Recent advances in projection and sensing have resulted in an increased adoption of virtual reality, video games, and interactive interfaces to improve patient compliance with rehabilitation programs. In this chapter, we describe the application of multi-touch tabletop surfaces to physical and occupational rehabilitation programs that are focused on the upper extremities. First, we detail the participatory design processes undertaken with local physical and occupational therapists to design and integrate a ‘patient-friendly' multi-touch tabletop system in their workplace. We then explore the design considerations that informed the development of a suite of sixteen multi-touch interactive activities. The design considerations highlighted the need for customization and flexibility in the software, as well as the importance of supporting a variety of activity types. We then detail the laboratory-based methods that were used to evaluate the efficacy of the activity interventions as well as our deployment of the system in a local rehabilitation hospital. Our evaluation, which employed both qualitative and quantitative components (i.e., the Intrinsic Motivation Inventory, semi-structured interviews, kinetics and kinematics recorded from motion trackers and an electromyogram recorder), determined that it is the design of activities, rather than the utilization of technology itself, that impacts the success of technology-assisted rehabilitation. The chapter concludes with a discussion of the implications of our system and its deployment.
Top1. Introduction
More than 10% of Canadians are afflicted with impairments that influence their ability to perform everyday activities (CANSIM, 2009). These disabilities stem from a variety of causes, including aging, disease, stroke, trauma, or congenital health issues. Most commonly, patients have decreased motor functionality, memory problems, and an inability to focus on, or attend to, stimuli, leaving many unable to live independently or perform daily activities such as cooking, eating, or dressing. In traditional rehabilitation programs, occupational and physical therapists work closely with patients to perform exercises to regain or maintain physical (e.g., range of motion, coordination, balance, muscle strength, and muscle endurance) and cognitive (e.g., attention, short-term memory, visual-spatial abilities, and problem-solving skills) function to improve the patient’s quality of life.
Current upper extremity rehabilitation activities, such as drawing images on paper, tracing letters in the air, or reaching for imaginary targets, require patients to perform repetitive movements that focus on increasing range of motion, coordination, muscle strength, and muscle endurance.
Most traditional motor and cognitive rehabilitation activities are monotonous and unexciting, providing sub-optimal patient engagement and immersion. It is very common for these activities to cause patients to exert only moderate amounts of effort or neglect them completely. In addition, therapists are limited in how they can manipulate the activities with respect to intensity and difficulty, and the subjective nature of patient performance makes the monitoring and evaluation of patient progress very difficult.

DATASET RECORDS:
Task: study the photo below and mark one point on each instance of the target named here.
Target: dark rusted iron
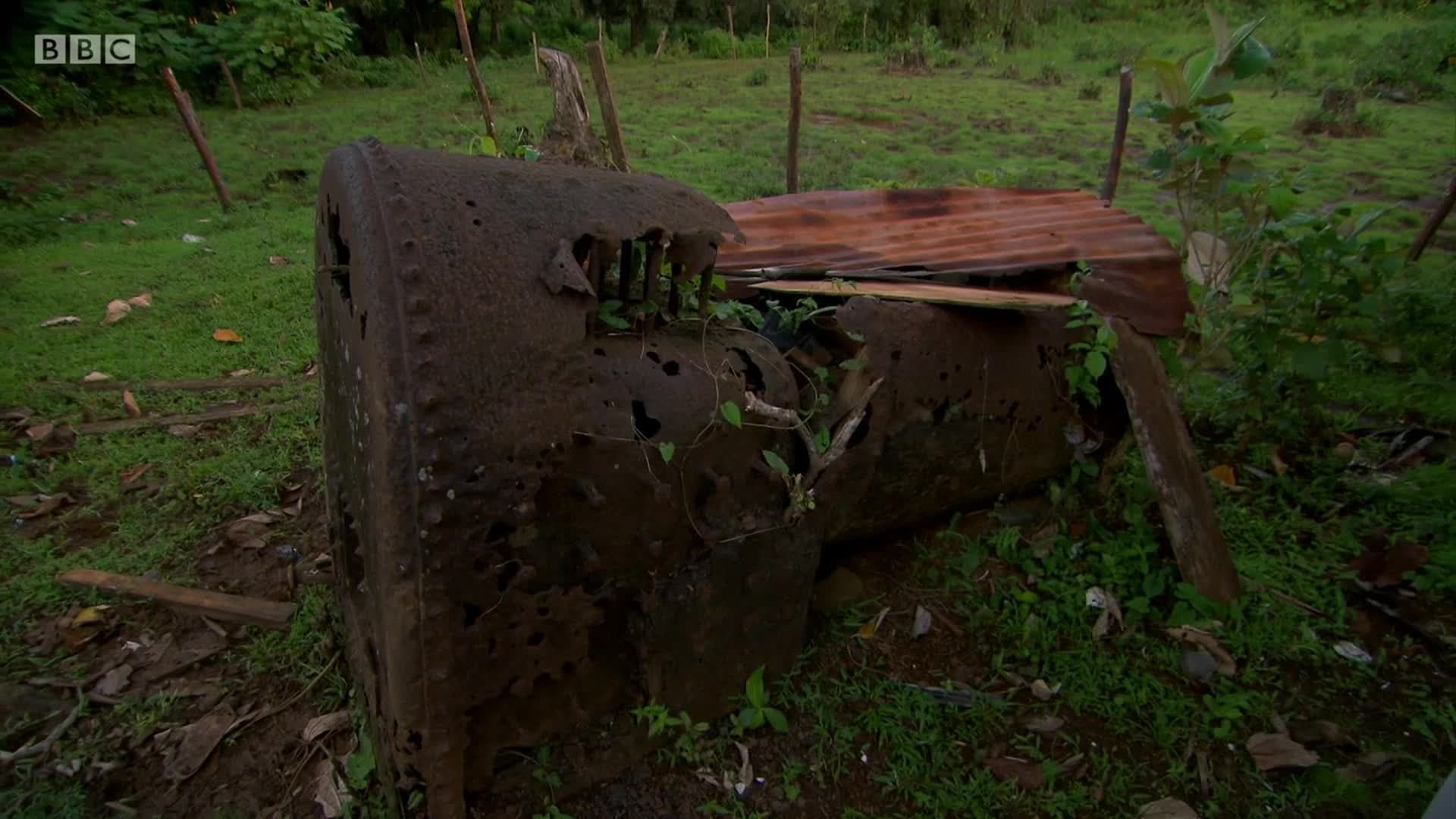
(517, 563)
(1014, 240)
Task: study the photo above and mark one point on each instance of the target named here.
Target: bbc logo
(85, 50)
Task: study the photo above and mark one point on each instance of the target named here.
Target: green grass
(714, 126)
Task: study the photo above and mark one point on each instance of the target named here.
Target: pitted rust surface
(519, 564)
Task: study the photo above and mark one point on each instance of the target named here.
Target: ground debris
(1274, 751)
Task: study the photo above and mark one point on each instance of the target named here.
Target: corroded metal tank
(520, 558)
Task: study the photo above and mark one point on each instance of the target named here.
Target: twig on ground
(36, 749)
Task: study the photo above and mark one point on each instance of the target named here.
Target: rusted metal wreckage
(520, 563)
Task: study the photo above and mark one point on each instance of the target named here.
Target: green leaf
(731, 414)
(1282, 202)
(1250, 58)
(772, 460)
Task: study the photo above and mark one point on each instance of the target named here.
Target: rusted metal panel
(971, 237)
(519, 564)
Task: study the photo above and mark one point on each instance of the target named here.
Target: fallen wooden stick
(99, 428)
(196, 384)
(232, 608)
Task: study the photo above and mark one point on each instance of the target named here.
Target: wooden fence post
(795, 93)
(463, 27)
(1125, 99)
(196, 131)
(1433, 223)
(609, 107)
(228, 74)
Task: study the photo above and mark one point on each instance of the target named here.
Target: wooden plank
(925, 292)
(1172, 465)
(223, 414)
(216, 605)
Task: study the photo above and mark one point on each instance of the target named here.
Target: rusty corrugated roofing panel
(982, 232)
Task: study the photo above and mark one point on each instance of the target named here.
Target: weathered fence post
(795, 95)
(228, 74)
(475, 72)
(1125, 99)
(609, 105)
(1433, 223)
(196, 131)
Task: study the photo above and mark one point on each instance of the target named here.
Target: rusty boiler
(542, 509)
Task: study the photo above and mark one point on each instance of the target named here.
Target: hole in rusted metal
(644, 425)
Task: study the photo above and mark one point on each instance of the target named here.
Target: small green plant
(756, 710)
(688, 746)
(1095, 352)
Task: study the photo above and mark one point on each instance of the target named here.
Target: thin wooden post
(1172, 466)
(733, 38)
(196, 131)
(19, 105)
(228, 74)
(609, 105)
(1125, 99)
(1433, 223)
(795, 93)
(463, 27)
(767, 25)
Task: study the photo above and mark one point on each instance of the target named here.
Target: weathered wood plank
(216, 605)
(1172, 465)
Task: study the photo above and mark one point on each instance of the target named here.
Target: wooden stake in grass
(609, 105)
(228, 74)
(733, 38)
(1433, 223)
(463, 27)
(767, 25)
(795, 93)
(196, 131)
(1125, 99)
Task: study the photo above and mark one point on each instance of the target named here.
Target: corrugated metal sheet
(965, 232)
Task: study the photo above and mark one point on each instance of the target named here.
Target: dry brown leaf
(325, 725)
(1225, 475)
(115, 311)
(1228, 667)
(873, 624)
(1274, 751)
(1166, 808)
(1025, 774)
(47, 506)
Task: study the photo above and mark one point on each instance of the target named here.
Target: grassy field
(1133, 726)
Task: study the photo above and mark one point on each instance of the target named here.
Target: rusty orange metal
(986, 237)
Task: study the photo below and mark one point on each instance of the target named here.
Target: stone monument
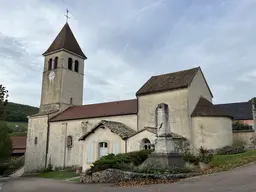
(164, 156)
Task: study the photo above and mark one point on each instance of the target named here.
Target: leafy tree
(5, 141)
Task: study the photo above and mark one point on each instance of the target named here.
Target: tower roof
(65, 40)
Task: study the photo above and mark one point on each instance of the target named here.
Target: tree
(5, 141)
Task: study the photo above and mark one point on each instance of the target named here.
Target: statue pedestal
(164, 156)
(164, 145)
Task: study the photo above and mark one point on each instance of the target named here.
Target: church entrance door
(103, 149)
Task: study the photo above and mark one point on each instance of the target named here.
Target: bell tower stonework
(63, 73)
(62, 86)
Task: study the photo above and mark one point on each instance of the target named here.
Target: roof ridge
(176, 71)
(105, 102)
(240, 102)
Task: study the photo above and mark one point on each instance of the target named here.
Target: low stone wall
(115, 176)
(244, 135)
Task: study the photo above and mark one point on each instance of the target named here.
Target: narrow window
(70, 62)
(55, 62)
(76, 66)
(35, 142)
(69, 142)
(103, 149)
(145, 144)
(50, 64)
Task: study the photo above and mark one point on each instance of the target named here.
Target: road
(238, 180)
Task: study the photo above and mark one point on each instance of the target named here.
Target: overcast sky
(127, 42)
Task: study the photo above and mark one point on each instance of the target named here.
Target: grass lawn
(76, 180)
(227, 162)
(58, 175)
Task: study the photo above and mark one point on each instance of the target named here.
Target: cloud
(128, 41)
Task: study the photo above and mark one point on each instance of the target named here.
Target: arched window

REQUIREMENT: Summarize the passage on multi-touch tabletop rehabilitation in two sentences. The records are separate material and are not connected to the text.

SOLUTION TO THIS TASK: The chapter describes a multi-touch tabletop system designed with local physical and occupational therapists for upper-extremity rehabilitation, including a suite of sixteen interactive activities that were evaluated in the laboratory and deployed in a local rehabilitation hospital. The evaluation found that the design of the activities, rather than the use of technology itself, affects the success of technology-assisted rehabilitation, while the introduction notes that traditional rehabilitation activities are often monotonous and that therapists find them hard to adjust and monitor.